- [GOAL]:
Change every "SHOULD" in the material below to "MUST", and leave the rest of each line as it is.

— start INFORMATION PROVIDED —

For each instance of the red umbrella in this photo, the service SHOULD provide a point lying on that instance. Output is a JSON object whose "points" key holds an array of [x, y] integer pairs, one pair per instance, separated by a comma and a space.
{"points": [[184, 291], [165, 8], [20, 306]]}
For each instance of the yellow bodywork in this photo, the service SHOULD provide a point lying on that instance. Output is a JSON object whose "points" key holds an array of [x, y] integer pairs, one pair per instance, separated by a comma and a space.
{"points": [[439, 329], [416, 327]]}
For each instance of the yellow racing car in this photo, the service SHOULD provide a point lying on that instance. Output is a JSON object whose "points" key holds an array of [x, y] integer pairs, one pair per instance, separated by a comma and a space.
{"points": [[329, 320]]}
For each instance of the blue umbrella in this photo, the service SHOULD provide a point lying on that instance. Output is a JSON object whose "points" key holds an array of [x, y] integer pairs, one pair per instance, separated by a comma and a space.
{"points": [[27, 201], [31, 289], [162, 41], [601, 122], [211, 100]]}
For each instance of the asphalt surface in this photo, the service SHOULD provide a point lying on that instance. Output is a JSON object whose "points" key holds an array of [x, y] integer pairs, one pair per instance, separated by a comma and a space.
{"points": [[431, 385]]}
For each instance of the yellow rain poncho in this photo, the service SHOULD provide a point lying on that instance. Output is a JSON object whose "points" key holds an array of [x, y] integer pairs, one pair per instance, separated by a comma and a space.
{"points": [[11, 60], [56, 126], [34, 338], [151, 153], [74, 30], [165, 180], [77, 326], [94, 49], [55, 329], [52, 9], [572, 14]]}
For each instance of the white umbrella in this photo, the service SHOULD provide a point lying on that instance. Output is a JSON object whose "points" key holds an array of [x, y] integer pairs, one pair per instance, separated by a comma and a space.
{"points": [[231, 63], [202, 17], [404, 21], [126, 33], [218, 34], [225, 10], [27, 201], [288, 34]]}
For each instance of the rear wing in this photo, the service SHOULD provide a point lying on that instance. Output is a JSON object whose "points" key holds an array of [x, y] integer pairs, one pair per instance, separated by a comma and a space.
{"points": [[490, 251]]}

— end INFORMATION PROVIDED —

- [TASK OUTPUT]:
For each instance of the red umbrella in this photo, the service MUST provide a point lying on that instance. Output is a JSON object whose "points" key holds an array of [x, y] integer pairs, one pair per instance, separated by a comma and a space.
{"points": [[184, 291], [165, 8], [20, 306]]}
For each instance of the yellow bodywork in this photo, the service MUST provide a point lying on that instance. Output is a JSON object whose "points" key holds an array of [x, y] integer pairs, one pair per instance, separated by a comma and a space.
{"points": [[439, 329], [416, 327]]}
For each instance of the yellow racing car in this photo, the service MUST provide a point lying on that instance. Output is a JSON object whose "points" key holds an array of [x, y] integer pairs, one pair per instance, separated by a comma and a space.
{"points": [[329, 320]]}
For each instance of the blue umbrella in this photo, the service MUST provide a point lying on that instance. Output is a JSON object whose "points" key holds an array of [x, y] integer pairs, one pair per instance, separated by a comma and a space.
{"points": [[27, 201], [31, 289], [162, 41], [601, 122], [211, 100]]}
For each instance of the asphalt surface in this photo, the service MUST provide a point lying on that instance. Output is a JSON object whose "points" key holds an array of [x, y] integer pairs, one pair per instance, separated by a comma and a space.
{"points": [[431, 385]]}
For each instance of the yellow rain poncho in this photo, the service MUST provide a point lying on that instance. Output is a JSON object whose "points" key holds an array of [x, y] integer pairs, one pair per instance, separated by a comma and a space.
{"points": [[11, 60], [56, 126], [34, 338], [151, 153], [74, 30], [165, 180], [77, 326], [94, 49], [55, 329], [52, 9], [572, 14]]}
For each instance of the white umbrella in this photo, the service MUST provide a point lying on that instance. Output is a JSON object whose "points" key holds an array of [x, y] integer pairs, one pair per instance, separated by a comma and a space.
{"points": [[231, 63], [202, 17], [404, 21], [126, 33], [218, 34], [225, 10], [27, 201], [288, 34]]}
For each instance of the rear wing in this photo, the service MUST provide a point lying on that instance. Output is a JSON object whose "points" key holds an array of [x, y] integer pairs, one pair per instance, separated by a comma and a space.
{"points": [[490, 251]]}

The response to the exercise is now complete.